OBJECTIVE: Change each "marram grass" in the rows below to "beach grass" and write the rows out again with nothing else altered.

DATA FOR THIS EXERCISE start

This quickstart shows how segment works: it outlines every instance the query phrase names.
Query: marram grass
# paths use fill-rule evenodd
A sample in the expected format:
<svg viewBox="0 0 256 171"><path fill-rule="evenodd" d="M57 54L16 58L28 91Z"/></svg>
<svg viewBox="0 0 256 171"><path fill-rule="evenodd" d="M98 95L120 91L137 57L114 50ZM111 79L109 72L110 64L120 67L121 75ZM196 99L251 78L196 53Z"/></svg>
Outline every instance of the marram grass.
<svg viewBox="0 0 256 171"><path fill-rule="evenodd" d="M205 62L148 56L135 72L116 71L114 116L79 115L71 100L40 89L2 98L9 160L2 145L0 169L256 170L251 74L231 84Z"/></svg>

DATA FOR THIS EXERCISE end

WRITTEN SOLUTION:
This quickstart shows how segment works: it outlines every instance the query phrase names.
Query: beach grass
# paths use fill-rule evenodd
A sample in the expected format:
<svg viewBox="0 0 256 171"><path fill-rule="evenodd" d="M57 54L16 58L28 91Z"/></svg>
<svg viewBox="0 0 256 171"><path fill-rule="evenodd" d="M98 95L120 91L137 57L114 50ZM111 79L109 72L110 64L120 67L121 75ZM196 99L251 78L196 53Z"/></svg>
Outline every instance of the beach grass.
<svg viewBox="0 0 256 171"><path fill-rule="evenodd" d="M205 62L148 56L135 72L116 71L114 116L79 115L71 100L40 89L2 98L9 160L2 145L0 169L256 170L251 74L231 84Z"/></svg>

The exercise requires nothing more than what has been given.